▶ TASK STATEMENT
A verbatim transcript of the data that follows, free of images, is the expected result.

####################

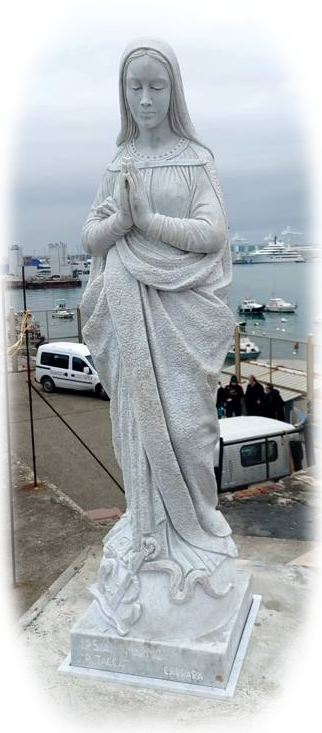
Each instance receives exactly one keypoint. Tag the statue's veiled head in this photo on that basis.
(154, 60)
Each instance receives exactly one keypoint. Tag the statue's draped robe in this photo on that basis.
(158, 329)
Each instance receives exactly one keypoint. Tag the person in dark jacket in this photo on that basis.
(234, 394)
(221, 398)
(254, 397)
(273, 403)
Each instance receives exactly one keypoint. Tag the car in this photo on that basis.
(254, 448)
(67, 365)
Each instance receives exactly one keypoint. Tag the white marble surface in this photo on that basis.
(158, 327)
(279, 688)
(204, 660)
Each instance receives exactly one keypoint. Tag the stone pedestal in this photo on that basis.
(204, 657)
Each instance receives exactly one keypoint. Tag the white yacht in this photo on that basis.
(61, 311)
(274, 251)
(278, 305)
(248, 350)
(248, 305)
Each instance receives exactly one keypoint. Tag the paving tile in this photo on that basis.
(312, 559)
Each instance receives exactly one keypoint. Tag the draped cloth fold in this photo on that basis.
(158, 328)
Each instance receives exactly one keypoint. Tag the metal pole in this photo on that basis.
(310, 374)
(13, 338)
(47, 325)
(29, 384)
(5, 362)
(237, 353)
(266, 458)
(79, 325)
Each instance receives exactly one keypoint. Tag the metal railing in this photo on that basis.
(294, 366)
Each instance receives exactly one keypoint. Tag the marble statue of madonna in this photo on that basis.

####################

▶ TASK OUTPUT
Each instance receives exactly one keypoint. Tag the statue's veiled head in this photo on that basis.
(154, 60)
Each instance receives exactly one keypoint. Tag the statue's draped robe in this photo on that basis.
(158, 329)
Each instance receives exactly one keypoint. Tag the person in dark jacket in this photo on that basis.
(234, 394)
(221, 398)
(254, 397)
(273, 403)
Each instance receives exactly one keypoint. Tag the car in this photo on that basis.
(254, 448)
(67, 365)
Each instance receives exactly one keypoint. Tag the white marble surface in this photo on that basis.
(158, 327)
(279, 688)
(204, 660)
Each instance receives exactly one keypoint. Tag the stone pedestal in this photo on that basis.
(204, 657)
Each instance receives exactly one keypoint. Tag the white yacht in this photo on that basis.
(61, 311)
(274, 251)
(278, 305)
(248, 350)
(248, 305)
Each instance receives exactly one keypoint. Tag the paving tile in this photo on that basis.
(312, 559)
Each instance receives exactly one keypoint. Tag the draped cloth fold in this photo on that basis.
(158, 328)
Each instance receives exactly one keypoint. Tag the metal pole in this photo on that basis.
(310, 374)
(13, 338)
(47, 325)
(29, 384)
(5, 362)
(237, 353)
(266, 458)
(79, 325)
Each instance receives exactly one keypoint. Tag the metal railing in this photo on that basis.
(294, 366)
Each instance receives exactly one keypoint. Tag the marble statue of madonna in this photo on that basis.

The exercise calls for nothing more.